** What the exercise asks **
Only the stretch of the listing below that runs from the line with "Reviewer note: every instance of the black trouser" through the line with "Reviewer note: every instance of the plaid shirt" is to be printed, exactly and with both ends.
BEGIN Task input
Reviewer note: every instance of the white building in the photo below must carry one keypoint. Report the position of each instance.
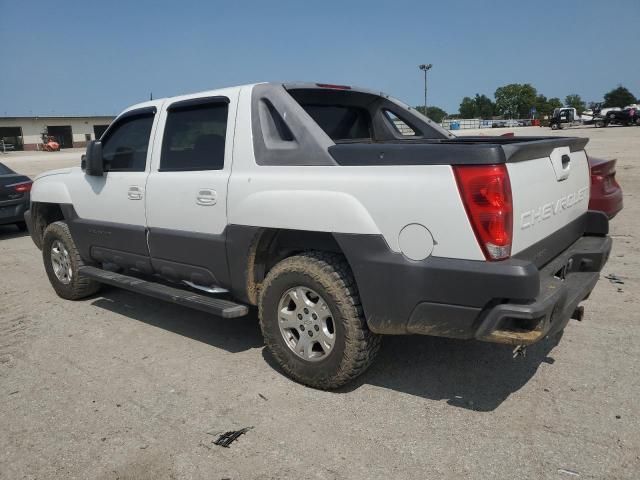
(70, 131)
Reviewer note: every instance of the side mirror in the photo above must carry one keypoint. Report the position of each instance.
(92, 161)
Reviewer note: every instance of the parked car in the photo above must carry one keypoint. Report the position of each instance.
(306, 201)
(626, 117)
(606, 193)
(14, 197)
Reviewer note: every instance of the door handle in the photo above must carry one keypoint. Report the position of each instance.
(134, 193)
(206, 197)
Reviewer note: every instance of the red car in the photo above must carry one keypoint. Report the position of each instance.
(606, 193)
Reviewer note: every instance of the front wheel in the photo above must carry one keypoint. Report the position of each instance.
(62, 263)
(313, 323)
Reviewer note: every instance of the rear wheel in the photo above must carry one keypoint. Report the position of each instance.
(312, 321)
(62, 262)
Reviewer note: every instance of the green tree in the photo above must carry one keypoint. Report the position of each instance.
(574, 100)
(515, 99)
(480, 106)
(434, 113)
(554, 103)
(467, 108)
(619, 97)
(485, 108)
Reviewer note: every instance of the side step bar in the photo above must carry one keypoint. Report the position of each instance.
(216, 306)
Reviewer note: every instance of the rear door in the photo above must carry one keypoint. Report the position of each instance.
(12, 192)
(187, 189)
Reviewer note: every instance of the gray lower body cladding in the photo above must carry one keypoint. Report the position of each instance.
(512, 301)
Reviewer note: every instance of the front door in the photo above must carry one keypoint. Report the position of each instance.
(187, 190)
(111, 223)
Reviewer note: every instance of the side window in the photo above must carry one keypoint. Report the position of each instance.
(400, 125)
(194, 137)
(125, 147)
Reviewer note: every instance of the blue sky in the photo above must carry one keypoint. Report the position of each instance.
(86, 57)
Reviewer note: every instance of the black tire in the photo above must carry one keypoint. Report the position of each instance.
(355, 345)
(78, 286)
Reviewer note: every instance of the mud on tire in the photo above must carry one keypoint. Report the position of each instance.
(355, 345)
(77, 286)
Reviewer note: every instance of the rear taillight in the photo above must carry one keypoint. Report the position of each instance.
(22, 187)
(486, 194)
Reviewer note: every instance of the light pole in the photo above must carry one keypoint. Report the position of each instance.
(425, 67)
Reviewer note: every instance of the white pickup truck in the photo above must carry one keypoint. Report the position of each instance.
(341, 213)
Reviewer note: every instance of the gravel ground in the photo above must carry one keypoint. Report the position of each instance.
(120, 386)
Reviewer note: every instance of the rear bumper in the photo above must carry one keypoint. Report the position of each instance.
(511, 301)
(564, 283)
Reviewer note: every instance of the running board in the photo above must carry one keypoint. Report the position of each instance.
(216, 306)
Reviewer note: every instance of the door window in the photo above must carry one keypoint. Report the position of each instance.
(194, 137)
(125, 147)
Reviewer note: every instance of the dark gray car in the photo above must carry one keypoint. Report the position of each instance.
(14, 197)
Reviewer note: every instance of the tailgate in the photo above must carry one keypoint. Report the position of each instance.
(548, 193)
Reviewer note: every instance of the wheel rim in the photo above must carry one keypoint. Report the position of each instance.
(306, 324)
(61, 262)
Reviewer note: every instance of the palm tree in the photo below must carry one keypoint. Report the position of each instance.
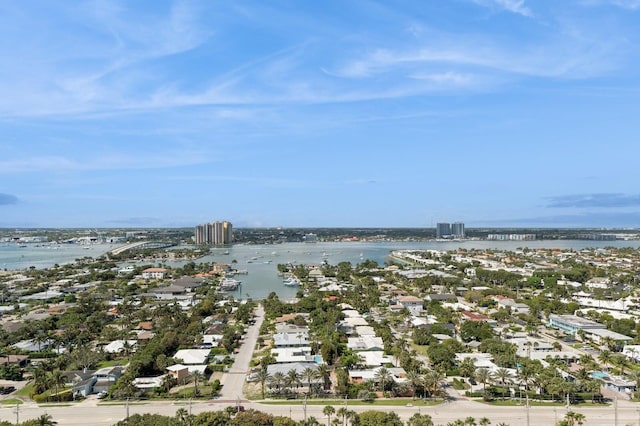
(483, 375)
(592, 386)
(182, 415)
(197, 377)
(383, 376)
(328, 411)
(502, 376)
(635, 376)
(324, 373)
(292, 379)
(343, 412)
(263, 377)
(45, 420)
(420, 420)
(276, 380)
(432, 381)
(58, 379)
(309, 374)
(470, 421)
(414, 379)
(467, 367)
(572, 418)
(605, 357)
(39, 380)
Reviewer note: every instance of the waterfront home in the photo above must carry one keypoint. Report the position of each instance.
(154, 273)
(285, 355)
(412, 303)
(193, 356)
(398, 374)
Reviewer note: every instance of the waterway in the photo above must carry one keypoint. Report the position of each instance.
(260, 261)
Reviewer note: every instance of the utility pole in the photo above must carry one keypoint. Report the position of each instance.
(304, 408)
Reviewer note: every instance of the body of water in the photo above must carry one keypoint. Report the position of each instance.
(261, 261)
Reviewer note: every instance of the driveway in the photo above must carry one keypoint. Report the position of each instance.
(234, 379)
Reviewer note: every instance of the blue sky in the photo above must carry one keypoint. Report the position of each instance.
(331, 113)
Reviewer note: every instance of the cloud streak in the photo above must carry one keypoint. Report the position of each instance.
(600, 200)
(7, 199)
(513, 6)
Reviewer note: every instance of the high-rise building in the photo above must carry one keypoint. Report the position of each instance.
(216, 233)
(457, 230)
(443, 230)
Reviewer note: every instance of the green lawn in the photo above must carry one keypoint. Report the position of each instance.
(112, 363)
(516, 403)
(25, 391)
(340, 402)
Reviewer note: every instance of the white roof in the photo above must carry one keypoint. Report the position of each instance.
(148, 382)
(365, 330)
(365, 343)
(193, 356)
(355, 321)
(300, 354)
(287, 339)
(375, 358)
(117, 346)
END Task input
BEGIN Task input
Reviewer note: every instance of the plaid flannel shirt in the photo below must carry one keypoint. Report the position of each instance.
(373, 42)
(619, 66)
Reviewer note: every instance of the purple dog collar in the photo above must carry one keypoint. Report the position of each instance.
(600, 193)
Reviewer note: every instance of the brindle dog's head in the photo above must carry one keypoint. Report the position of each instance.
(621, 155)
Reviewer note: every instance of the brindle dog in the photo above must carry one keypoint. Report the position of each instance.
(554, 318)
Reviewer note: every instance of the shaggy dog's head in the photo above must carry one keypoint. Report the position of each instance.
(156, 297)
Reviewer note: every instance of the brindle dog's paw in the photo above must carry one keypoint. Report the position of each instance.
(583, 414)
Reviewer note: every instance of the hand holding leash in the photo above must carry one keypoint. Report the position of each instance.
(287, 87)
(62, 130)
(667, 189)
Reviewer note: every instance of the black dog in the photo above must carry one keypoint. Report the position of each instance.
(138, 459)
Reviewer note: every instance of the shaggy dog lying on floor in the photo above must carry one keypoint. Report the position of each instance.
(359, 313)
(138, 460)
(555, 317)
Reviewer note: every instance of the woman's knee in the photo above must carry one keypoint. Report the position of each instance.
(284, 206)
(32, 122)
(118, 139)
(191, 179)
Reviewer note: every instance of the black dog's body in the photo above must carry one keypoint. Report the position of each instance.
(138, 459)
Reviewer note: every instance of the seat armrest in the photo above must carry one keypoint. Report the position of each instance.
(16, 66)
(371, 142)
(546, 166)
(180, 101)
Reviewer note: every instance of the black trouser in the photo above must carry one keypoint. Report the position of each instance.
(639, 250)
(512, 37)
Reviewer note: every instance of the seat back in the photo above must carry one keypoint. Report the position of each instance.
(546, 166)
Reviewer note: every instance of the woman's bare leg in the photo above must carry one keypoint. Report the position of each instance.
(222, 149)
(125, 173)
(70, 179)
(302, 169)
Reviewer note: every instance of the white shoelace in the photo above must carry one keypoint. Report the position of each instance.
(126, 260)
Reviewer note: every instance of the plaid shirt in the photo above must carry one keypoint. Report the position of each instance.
END Task input
BEGIN Task input
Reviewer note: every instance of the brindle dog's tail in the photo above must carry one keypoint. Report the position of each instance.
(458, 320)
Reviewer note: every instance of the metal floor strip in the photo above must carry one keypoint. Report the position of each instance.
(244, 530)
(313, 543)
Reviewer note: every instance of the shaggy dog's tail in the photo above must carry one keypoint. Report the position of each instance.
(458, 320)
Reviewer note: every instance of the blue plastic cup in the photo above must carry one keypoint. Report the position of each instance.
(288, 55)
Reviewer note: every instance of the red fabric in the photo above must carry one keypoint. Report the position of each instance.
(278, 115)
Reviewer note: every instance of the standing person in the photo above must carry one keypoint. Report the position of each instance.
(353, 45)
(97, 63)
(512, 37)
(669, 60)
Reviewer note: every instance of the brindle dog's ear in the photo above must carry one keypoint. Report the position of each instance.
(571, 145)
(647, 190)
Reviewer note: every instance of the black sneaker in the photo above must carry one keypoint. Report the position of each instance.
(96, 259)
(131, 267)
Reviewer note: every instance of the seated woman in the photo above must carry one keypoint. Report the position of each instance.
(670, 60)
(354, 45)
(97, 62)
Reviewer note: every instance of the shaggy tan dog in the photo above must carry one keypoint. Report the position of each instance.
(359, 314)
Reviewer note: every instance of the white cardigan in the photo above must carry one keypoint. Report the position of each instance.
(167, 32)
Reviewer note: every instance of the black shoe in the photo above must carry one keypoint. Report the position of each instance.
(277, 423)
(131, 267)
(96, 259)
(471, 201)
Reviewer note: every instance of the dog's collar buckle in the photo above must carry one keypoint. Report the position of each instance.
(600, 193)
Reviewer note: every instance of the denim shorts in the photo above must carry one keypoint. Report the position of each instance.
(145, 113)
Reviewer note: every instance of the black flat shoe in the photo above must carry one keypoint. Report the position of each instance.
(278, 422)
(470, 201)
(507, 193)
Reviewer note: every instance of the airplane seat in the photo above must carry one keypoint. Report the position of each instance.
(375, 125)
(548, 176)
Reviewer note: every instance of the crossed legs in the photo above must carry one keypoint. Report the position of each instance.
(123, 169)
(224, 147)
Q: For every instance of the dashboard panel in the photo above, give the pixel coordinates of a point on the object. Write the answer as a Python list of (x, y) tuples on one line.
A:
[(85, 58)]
END Task input
** Solution to the problem **
Reviewer note: every instance of the black trouser in the photo above must carry one keypoint. Report the position of each instance.
(639, 250)
(512, 37)
Reviewer note: every instance of the seat back in the photo above must carry one keypoint. Report the position of each instance.
(546, 166)
Reviewer note: every instance of the woman's bare leg in the photo above must carry one keypoint. Report the position of each instance.
(222, 149)
(125, 173)
(70, 179)
(302, 169)
Reviewer note: every instance of the white shoelace in the photo above must carry one keypoint. Report the position of each instance.
(126, 260)
Reviewer note: every instance of the plaid shirt in the photo above must carry one keypoint. Report the position of each instance.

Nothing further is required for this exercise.